*TASK ITEM*
Wherever the word "forehead" appears in a line of the records, copy that line.

Natural language region descriptions
--- START ---
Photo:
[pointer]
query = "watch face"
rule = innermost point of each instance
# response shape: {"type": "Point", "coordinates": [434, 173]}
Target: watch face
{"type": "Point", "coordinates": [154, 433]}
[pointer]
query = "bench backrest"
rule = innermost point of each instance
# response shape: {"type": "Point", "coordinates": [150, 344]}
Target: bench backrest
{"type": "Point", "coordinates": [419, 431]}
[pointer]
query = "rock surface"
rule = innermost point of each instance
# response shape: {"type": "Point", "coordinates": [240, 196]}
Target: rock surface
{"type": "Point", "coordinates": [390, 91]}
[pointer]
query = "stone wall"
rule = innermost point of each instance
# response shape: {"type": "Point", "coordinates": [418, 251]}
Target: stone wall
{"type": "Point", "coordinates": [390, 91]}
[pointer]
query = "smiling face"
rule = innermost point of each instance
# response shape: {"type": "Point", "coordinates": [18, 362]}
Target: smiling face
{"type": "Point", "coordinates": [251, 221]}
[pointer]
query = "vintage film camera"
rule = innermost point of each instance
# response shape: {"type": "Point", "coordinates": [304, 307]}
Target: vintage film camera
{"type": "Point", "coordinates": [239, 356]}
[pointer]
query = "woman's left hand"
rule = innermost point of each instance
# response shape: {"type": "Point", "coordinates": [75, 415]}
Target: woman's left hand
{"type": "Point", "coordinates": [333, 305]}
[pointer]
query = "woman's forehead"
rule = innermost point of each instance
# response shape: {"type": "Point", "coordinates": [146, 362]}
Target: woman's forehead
--- END ---
*RESPONSE AREA*
query = "woman's forehead"
Target: woman's forehead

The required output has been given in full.